■ **Passage to read**:
______________________________

Two decades later (or in next week's Parasha -- VaYetse), as a salaried shepherd in the employ of Laban, the father of both of his wives, Leah and Rachel, Jacob reminds his father-in-law about his persevered ethical integrity during all these years. And he tells him that even “the rams of your flock I have not eaten” (which would have been his right to do). It is apparent that Isaac’s blessing to his sons that made no mention of meat became a well-nigh reality even in Jacob’s sustenance while shepherding Laban’s flocks for two decades. That should not come as a surprise, given that our first introduction to Jacob’s cooking – that even Esau voraciously desired in-as-much as to trade off his first-born status for it – was a hearty vegetarian lentil stew.
The elevation of such plant-based food over the flesh of animals was embedded even in the Pharaoh’s dream (Parashat MiKetz) which he later related to Joseph for interpretation. The first dream involved seven foul-looking meager-fleshed cows that ate up seven plump cows, yet remained as scrawny as they were before. This dream that prefigured the end of meat supply for Egypt did not perturb the Monarch for he went right on to fall asleep. But another dream woke him up, that of seven wilted and lean ears of grain that swallowed up another seven full and goodly ears. At this time the Pharaoh could not go back to sleep; Indeed, with his spirit agitated he summoned “all the soothsayers of Egypt and all its wise men’’ to interpret for him the dreams, even as he did not return to sleep.

______________________________

■ **What is being asked**: Translate this sentence from the passage about Jacob and Pharaoh's dreams into Spanish: "The first dream involved seven foul-looking meager-fleshed cows that ate up seven plump cows, yet remained as scrawny as they were before." The listing has nothing to do with the passage about Jacob and Pharaoh's dreams.

______________________________

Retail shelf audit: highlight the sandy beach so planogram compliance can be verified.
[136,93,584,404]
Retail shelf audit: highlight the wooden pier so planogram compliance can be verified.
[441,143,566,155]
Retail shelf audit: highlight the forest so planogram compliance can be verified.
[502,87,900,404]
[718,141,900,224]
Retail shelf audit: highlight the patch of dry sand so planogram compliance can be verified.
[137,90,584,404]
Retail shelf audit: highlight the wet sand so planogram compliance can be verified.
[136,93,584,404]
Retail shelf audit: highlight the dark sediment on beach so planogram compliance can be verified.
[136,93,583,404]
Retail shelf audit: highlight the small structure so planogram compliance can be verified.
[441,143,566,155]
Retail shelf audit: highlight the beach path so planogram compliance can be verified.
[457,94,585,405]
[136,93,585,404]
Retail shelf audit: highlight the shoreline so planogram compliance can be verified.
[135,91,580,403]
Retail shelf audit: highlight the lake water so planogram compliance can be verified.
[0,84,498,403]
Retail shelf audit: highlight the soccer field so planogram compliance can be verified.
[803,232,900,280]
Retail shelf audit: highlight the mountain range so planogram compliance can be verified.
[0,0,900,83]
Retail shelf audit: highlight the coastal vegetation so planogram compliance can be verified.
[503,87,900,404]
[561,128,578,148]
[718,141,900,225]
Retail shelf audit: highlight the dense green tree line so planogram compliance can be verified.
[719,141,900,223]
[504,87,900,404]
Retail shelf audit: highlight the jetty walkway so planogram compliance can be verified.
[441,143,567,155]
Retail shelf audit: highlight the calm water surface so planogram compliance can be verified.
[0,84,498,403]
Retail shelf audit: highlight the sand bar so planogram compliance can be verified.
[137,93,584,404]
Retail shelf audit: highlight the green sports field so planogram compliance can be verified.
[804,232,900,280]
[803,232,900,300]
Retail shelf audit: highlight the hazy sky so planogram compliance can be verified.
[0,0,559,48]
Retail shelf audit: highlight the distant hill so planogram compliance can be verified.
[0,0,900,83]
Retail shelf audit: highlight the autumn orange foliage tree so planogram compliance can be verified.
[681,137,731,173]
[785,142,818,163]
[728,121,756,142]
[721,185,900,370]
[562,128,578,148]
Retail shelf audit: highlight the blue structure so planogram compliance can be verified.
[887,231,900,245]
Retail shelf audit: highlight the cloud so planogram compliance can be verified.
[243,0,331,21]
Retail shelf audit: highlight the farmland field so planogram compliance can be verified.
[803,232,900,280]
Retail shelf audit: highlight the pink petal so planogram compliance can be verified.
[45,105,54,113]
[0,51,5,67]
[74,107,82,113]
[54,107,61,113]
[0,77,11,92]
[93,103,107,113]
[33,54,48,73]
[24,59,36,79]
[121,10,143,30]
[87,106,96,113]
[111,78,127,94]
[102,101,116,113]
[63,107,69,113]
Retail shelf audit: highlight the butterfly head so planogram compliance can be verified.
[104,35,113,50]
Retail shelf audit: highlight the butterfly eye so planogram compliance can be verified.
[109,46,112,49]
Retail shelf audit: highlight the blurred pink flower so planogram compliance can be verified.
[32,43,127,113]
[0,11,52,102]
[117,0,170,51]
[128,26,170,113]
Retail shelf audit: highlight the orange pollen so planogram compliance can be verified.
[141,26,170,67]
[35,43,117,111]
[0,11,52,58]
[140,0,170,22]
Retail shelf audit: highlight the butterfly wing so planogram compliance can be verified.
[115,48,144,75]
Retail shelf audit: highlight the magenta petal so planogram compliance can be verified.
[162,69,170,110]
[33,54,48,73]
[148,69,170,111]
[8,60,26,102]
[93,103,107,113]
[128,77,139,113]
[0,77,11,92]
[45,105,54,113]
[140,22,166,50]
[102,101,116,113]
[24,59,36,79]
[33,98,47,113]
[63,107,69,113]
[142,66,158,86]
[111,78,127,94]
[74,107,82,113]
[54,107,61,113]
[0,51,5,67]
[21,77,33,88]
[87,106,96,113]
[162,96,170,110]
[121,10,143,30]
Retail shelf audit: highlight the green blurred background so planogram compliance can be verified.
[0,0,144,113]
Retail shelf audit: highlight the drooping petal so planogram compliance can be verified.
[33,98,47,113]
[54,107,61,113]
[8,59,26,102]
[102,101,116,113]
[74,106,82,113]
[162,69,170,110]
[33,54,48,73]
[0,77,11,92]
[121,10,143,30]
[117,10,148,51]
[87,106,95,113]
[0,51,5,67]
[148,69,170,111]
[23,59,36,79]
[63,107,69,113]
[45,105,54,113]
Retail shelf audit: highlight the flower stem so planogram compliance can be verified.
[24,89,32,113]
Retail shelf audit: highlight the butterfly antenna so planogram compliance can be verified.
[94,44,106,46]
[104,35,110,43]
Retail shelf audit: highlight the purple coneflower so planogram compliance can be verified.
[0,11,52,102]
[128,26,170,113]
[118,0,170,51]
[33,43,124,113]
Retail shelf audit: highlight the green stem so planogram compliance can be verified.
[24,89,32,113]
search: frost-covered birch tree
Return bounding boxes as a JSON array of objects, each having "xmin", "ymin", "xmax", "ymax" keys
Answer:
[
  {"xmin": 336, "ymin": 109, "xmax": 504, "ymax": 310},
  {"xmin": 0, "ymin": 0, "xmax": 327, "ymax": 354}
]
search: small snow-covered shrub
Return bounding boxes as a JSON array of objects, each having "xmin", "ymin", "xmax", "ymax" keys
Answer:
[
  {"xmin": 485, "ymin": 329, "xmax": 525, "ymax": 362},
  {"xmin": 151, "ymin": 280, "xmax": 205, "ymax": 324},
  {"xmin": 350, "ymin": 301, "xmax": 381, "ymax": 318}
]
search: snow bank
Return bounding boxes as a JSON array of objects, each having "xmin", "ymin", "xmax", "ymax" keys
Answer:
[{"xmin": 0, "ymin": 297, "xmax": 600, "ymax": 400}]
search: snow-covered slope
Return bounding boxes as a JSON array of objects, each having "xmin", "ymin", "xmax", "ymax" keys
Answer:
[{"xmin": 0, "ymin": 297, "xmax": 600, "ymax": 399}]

______________________________

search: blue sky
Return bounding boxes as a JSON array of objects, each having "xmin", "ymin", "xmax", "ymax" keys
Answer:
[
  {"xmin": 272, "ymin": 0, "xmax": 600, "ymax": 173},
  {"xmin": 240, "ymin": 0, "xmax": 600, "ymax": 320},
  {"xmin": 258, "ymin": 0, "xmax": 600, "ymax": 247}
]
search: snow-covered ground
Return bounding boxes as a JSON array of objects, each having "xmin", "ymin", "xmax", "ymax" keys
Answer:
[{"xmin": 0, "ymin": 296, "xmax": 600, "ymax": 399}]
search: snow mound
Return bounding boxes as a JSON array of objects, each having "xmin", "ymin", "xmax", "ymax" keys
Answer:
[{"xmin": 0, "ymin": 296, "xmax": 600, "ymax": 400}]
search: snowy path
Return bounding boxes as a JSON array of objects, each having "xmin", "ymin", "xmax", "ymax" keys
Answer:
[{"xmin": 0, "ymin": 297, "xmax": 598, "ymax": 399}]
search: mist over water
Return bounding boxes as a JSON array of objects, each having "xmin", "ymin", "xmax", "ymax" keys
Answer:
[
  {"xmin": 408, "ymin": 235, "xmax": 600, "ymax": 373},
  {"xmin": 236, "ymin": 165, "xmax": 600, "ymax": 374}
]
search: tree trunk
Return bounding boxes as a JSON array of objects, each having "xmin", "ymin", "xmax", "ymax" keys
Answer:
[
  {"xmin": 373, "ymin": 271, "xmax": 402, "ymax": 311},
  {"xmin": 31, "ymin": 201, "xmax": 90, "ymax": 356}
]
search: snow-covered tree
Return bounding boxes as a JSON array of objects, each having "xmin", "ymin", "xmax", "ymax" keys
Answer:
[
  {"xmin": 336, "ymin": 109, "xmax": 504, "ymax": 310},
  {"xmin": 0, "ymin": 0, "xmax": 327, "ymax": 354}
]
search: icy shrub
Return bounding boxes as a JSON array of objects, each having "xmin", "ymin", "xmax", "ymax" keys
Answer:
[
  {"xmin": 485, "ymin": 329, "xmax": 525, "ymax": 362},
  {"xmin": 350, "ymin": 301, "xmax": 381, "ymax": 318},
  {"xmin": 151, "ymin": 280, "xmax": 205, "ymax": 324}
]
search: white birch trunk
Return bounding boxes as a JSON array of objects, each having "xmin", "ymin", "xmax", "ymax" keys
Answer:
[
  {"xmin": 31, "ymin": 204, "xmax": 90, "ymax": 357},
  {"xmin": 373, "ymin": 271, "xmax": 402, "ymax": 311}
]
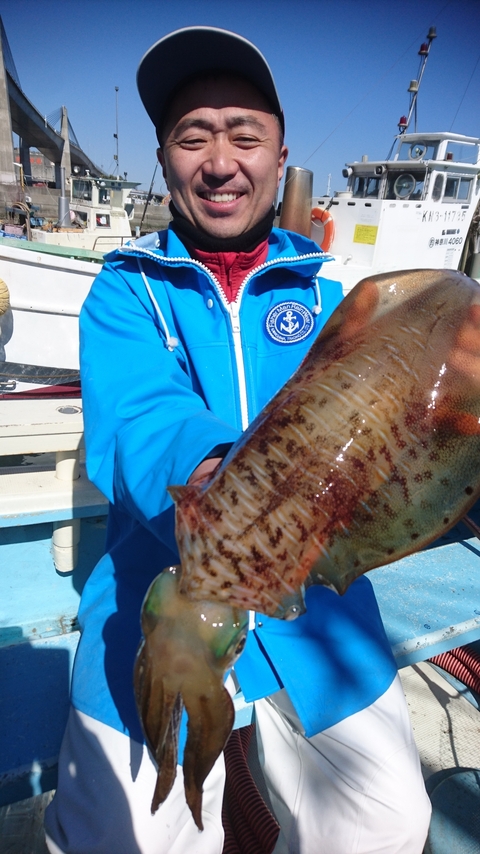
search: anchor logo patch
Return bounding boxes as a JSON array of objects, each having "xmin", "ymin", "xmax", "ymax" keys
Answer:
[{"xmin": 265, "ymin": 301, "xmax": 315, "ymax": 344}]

______________________________

■ **Answer area**: El primer sueño trataba de siete vacas de aspecto repugnante y de carne magra que se comieron a siete vacas gordas, y aun así siguieron tan flacas como antes.